▶ _Work instruction_:
Without including pictures, set down every record exactly as it stands.

▶ _The data_:
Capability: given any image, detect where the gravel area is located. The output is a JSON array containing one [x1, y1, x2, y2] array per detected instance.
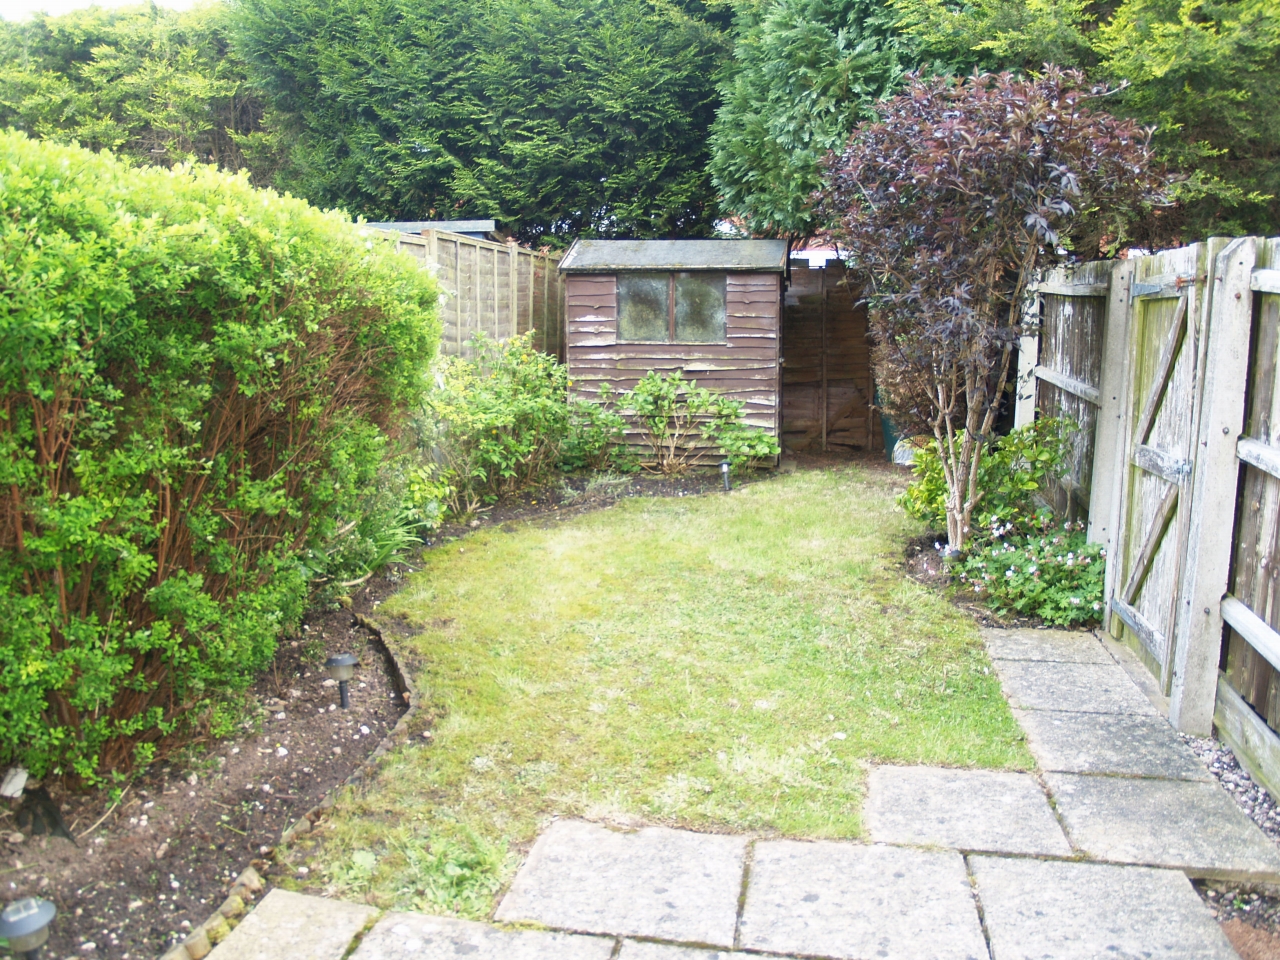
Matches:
[[1181, 732, 1280, 934]]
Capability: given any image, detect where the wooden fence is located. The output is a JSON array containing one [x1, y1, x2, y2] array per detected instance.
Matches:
[[1018, 236, 1280, 793], [367, 228, 565, 359]]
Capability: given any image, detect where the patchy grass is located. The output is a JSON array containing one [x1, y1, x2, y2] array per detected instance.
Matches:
[[294, 464, 1030, 915]]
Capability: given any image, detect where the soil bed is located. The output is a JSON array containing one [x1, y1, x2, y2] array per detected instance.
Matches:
[[0, 465, 788, 959]]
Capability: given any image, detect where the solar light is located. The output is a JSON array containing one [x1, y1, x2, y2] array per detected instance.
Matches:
[[720, 459, 732, 492], [0, 897, 56, 960], [325, 653, 358, 709]]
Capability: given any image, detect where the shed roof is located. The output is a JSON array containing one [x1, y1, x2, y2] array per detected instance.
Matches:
[[558, 239, 787, 273]]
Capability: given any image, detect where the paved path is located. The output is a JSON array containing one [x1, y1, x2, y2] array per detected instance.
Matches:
[[208, 628, 1280, 960]]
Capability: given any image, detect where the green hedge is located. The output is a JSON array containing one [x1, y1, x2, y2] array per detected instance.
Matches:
[[0, 132, 440, 782]]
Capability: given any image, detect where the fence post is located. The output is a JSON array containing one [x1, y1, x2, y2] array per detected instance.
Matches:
[[509, 243, 519, 336], [1089, 258, 1136, 557], [1013, 283, 1042, 429], [1168, 237, 1257, 734]]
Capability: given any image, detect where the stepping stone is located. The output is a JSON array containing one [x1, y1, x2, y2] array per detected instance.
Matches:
[[970, 856, 1236, 959], [349, 913, 614, 960], [208, 889, 376, 960], [617, 943, 739, 959], [739, 840, 987, 960], [992, 659, 1158, 715], [494, 819, 746, 946], [981, 627, 1112, 663], [1015, 709, 1212, 780], [865, 765, 1071, 855], [1046, 772, 1280, 879]]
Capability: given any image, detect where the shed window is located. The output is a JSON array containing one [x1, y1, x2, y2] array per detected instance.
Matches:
[[617, 271, 727, 343]]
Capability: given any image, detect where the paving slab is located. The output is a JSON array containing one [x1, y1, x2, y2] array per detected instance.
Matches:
[[494, 819, 746, 946], [981, 627, 1112, 663], [970, 856, 1237, 960], [1015, 708, 1212, 780], [617, 942, 741, 959], [207, 889, 376, 960], [865, 765, 1071, 855], [349, 913, 613, 960], [739, 840, 987, 960], [1046, 772, 1280, 879], [992, 658, 1158, 715]]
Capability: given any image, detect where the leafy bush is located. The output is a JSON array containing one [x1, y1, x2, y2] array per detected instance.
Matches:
[[899, 419, 1073, 542], [617, 369, 780, 474], [419, 334, 628, 514], [956, 524, 1105, 627], [0, 132, 440, 781]]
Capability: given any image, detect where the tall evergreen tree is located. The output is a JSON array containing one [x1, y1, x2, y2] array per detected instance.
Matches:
[[708, 0, 912, 238], [232, 0, 727, 244]]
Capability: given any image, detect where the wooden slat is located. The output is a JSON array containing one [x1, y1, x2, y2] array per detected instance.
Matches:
[[1215, 673, 1280, 802], [1132, 443, 1192, 484], [1238, 438, 1280, 480], [1120, 481, 1179, 605], [1223, 596, 1280, 674], [1111, 597, 1167, 662], [1133, 292, 1189, 447], [1034, 281, 1111, 297], [1033, 365, 1101, 405], [1252, 269, 1280, 295]]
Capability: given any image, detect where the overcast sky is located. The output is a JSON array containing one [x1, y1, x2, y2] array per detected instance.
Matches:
[[0, 0, 197, 19]]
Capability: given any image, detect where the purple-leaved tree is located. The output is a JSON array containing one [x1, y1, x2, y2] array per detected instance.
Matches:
[[821, 67, 1166, 550]]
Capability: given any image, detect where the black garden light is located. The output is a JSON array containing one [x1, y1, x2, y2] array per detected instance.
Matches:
[[720, 459, 732, 492], [0, 897, 56, 960], [325, 653, 358, 709]]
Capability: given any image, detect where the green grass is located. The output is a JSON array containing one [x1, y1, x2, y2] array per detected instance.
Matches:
[[295, 464, 1030, 915]]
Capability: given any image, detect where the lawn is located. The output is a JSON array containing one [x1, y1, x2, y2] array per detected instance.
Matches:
[[292, 463, 1031, 915]]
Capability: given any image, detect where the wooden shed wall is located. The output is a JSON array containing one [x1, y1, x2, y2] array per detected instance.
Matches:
[[781, 263, 876, 451], [565, 272, 781, 445]]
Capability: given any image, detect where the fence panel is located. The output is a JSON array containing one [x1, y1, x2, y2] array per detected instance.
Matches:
[[366, 227, 564, 359], [1015, 262, 1112, 521]]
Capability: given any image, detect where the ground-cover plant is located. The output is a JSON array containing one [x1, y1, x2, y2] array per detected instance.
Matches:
[[289, 466, 1030, 915], [418, 334, 628, 515], [957, 524, 1105, 627], [618, 369, 781, 474], [899, 418, 1074, 541], [821, 68, 1165, 550], [0, 132, 440, 782]]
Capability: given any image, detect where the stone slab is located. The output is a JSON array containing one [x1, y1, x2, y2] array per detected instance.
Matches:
[[494, 819, 746, 946], [617, 943, 740, 959], [739, 840, 987, 960], [1015, 709, 1212, 780], [992, 659, 1158, 715], [865, 765, 1071, 855], [981, 627, 1112, 663], [207, 889, 376, 960], [1046, 772, 1280, 879], [970, 856, 1236, 960], [349, 913, 613, 960]]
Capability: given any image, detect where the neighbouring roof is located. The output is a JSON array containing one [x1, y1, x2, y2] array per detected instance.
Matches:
[[366, 220, 498, 237], [558, 239, 788, 273]]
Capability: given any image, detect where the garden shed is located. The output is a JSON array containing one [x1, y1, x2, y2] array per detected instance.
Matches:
[[559, 239, 877, 455], [560, 239, 787, 444]]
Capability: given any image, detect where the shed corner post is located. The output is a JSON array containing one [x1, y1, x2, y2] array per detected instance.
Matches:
[[1013, 278, 1042, 429], [1168, 236, 1258, 735]]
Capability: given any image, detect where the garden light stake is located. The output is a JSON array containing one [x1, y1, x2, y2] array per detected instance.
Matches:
[[325, 653, 358, 709]]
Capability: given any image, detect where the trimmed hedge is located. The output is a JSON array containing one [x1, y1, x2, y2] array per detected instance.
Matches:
[[0, 132, 440, 782]]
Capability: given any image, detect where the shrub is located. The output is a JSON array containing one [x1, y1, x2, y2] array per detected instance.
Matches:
[[0, 132, 440, 782], [957, 524, 1105, 627], [419, 334, 628, 514], [899, 419, 1073, 543], [617, 369, 780, 474]]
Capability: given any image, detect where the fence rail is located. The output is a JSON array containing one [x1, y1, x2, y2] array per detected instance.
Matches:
[[366, 227, 565, 359], [1019, 235, 1280, 795]]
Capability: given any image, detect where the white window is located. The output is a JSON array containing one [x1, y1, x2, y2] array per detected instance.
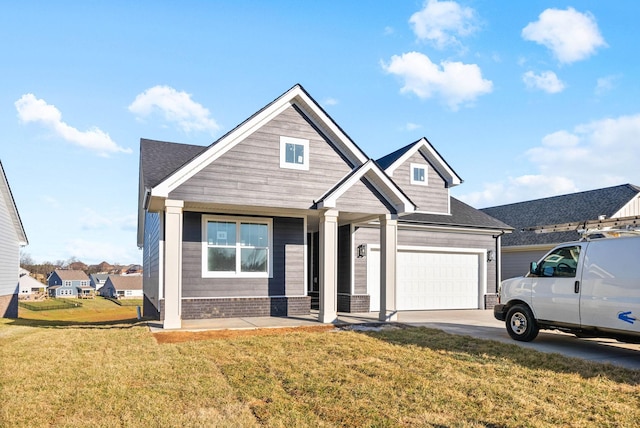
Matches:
[[202, 215, 273, 278], [280, 136, 309, 170], [410, 163, 428, 186], [125, 290, 133, 296]]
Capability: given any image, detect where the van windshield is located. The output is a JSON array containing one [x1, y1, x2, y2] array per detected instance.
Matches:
[[533, 245, 581, 278]]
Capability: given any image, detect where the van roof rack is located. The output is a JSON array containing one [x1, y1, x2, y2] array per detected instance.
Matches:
[[522, 215, 640, 238]]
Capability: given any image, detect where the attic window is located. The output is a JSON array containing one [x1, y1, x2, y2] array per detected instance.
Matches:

▶ _Output below_:
Capability: given any image, detect where the gravel area is located. The output is a JSON array containing one [x1, y1, x2, y2] array per detected instance.
Matches:
[[1181, 732, 1280, 934]]
Capability: given any image, detect where the wooden fence is located. The output is a JSON array containing one [x1, y1, x2, y2] array per detected instance.
Matches:
[[1018, 236, 1280, 793], [367, 228, 565, 359]]
Capability: given any image, detect where the patchy grass is located. The output is a JSON array containing one [x1, y1, x2, y2] array per detected instance.
Matches:
[[294, 464, 1030, 915]]
Capability: given any image, detect where the soil bed is located. The output is a JSON array containing one [x1, y1, x2, y2] array per detected instance.
Matches:
[[0, 465, 788, 959]]
Capability: given any image, detect where the solar light is located. The output is a JSON array containing one [x1, y1, x2, y2] array per detected instance.
Matches:
[[720, 459, 732, 492], [0, 897, 56, 960], [325, 653, 358, 709]]
Capability: given any image, detect where the shed roof is located. The output is a JSON array containing one [x1, y1, x2, y2] array per detected instance.
Matches:
[[558, 239, 787, 273]]
Capability: given any image, detect where the paved path is located. The output is a JSON array containing one [x1, y1, x2, y2] array per detected instance.
Matches:
[[208, 628, 1280, 960]]
Capability: given any image, detect where the green hedge is located. The output is a JSON array containing one [x1, y1, x2, y2] array per detected instance.
Matches:
[[0, 132, 440, 782]]
Capability: given any image, detect where the fence post is located. The output is a JSON array containing one [x1, y1, x2, y2] array per detected instance.
Matches:
[[509, 243, 519, 336], [1089, 258, 1136, 557], [1013, 283, 1042, 429], [1168, 237, 1257, 734]]
Capability: given any image, detect where the stepping stone is located. The output is a JSON array containing one [x1, y1, x2, y2] array per detected instance.
Matches:
[[970, 856, 1236, 959], [349, 913, 614, 960], [208, 889, 376, 960], [617, 943, 739, 959], [739, 840, 987, 960], [992, 659, 1158, 715], [494, 819, 746, 946], [981, 627, 1112, 663], [1015, 709, 1212, 780], [865, 765, 1071, 855], [1046, 772, 1280, 879]]
Capability: given any image, detect where the shed window is located. The output is a JSON array containing one [x1, y1, x2, y2] array per detected instance.
Matches:
[[617, 271, 727, 343]]
Capability: given any image, detect where the paving slab is located. The output is a JSON array containing one [x1, y1, x2, y2] array per detected instance.
Matches:
[[494, 819, 746, 946], [981, 627, 1112, 663], [970, 856, 1237, 960], [1015, 708, 1212, 780], [617, 942, 741, 959], [207, 889, 376, 960], [865, 765, 1071, 855], [349, 913, 613, 960], [739, 840, 987, 960], [1046, 772, 1280, 879], [992, 658, 1158, 715]]
Capability: given any image, detect where the leafy bush is located. The output is a JSON array containing one [x1, y1, x2, y2] array per detected instance.
Matches:
[[899, 419, 1073, 542], [617, 369, 780, 474], [419, 334, 628, 514], [956, 524, 1105, 627], [0, 132, 440, 781]]
Capability: given any image, detect where the tall evergreen tree is located. The output is a JSON array containing one [x1, y1, x2, y2] array per detected instance.
Matches:
[[708, 0, 912, 238], [232, 0, 727, 244]]
Capability: given any image, detect where the wooden slat is located. The output is a JSON array containing one [x1, y1, x2, y2] array per detected instance.
Matches:
[[1215, 673, 1280, 802], [1132, 443, 1192, 484], [1238, 438, 1280, 480], [1120, 481, 1179, 605], [1223, 596, 1280, 674], [1111, 597, 1167, 662], [1133, 292, 1189, 447], [1034, 281, 1111, 297], [1033, 365, 1101, 405], [1252, 269, 1280, 295]]
Capability: given any image, detect where the overcast sky is located. The output is a JSON array containing one [x1, y1, x2, y2] array per detected instance.
Matches:
[[0, 0, 197, 19]]
Capability: given any image, detect where the purple-leaved tree is located. The output is a JSON array containing one [x1, y1, x2, y2] array per detected instance.
Matches:
[[821, 67, 1166, 550]]
Capability: given any image, detect where the black garden light is located. The output is a JSON array containing one [x1, y1, x2, y2] array per detected instance.
Matches:
[[720, 459, 732, 492], [0, 897, 56, 960], [325, 653, 358, 709]]
Capability: given any image, detect where the green grass is located. The output is a JSON array containing one [x1, y1, x2, y2] array per detected instance.
Matches:
[[295, 464, 1030, 915]]
Capability: given any image, detect where the lawn is located. The output is a JSON array containing one [x1, y1, x2, y2] array per detected instance.
Matches:
[[292, 463, 1031, 915]]
Capability: given any image, detect where the wooden shed wall is located. The output is a JSON array containing one [x1, y1, x2, y2] array per detected instance.
Matches:
[[781, 263, 876, 451], [565, 272, 781, 445]]
Capability: given any image, detect where the fence panel is located. The output is a JSON array containing one [x1, y1, x2, y2] array per detected instance.
Matches:
[[366, 227, 564, 359], [1015, 262, 1112, 521]]
Capability: given any image, detect where the ground-cover plant is located. The output is a JSON array containing one [x1, y1, x2, y2] array per detected instance.
Matches:
[[289, 466, 1030, 915], [418, 334, 628, 515], [957, 524, 1105, 627], [618, 369, 781, 474], [899, 418, 1074, 541], [821, 68, 1165, 550], [0, 132, 440, 782]]
Capability: given any image, detect where the stone slab is located. The output is a JSON array containing one [x1, y1, x2, y2] array per detected instance.
Matches:
[[494, 819, 746, 946], [617, 943, 740, 959], [739, 840, 987, 960], [1015, 709, 1212, 780], [992, 659, 1158, 715], [865, 765, 1071, 855], [981, 627, 1112, 663], [207, 889, 376, 960], [1046, 772, 1280, 879], [970, 856, 1236, 960], [349, 913, 613, 960]]
Capability: given any image, detect where the neighbouring roof is located. The output is a JSON array containing one [x1, y1, x2, y2] array per detected instance.
Matches:
[[366, 220, 498, 237], [558, 239, 788, 273]]
Capability: given any image, detect where the garden shed is located. The output is a JSON array containing one [x1, y1, x2, y2] array per detected instance.
Matches:
[[559, 239, 877, 455], [560, 239, 787, 444]]
Capability: given any image, detect where the shed corner post is located. The output is a JSON array containing one [x1, y1, x2, y2] array per detected instance.
Matches:
[[1013, 278, 1042, 429], [1168, 236, 1258, 735]]
Capability: given any image, detect where the garden light stake is located. The output is a JSON array containing one [x1, y1, x2, y2] array per detected instance.
Matches:
[[325, 653, 358, 709]]
Capability: given any image, detect where the trimmed hedge is located. The output is a JSON array containing one [x1, y1, x2, y2] array per detected instance.
Matches:
[[0, 132, 440, 782]]
Capability: given any image, detect where the shrub is located. The output is a JSON array containing one [x1, y1, x2, y2] array per detected instance.
Matches:
[[0, 132, 440, 782], [957, 524, 1105, 627], [419, 334, 628, 514], [899, 419, 1073, 543], [617, 369, 780, 474]]
Capability: given any image, detect where the fence rail is located. The output is a JSON array containing one [x1, y1, x2, y2] array per detected instance.
Matches:
[[366, 227, 565, 359], [1019, 235, 1280, 795]]
Capability: given any image, detect where the white window is located. The output is a JSON array containing one [x1, y1, x2, y2] array per detected instance.
Matches:
[[202, 215, 273, 278], [280, 136, 309, 170], [410, 163, 428, 186], [125, 290, 133, 296]]
Capability: given any image, detect where the van windshield is located. The output is a JSON array containing one [x1, y1, x2, y2] array per detected instance.
Matches:
[[533, 245, 581, 278]]
Capability: given any image, detect where the van roof rack is located. The output is a JSON array containing one [x1, y1, x2, y2] array per detected instance.
Matches:
[[522, 215, 640, 238]]
Capability: given any image, detect where the attic window is located. The output is a JSON array containing one [x1, y1, x2, y2] array per detected instance.
Matches:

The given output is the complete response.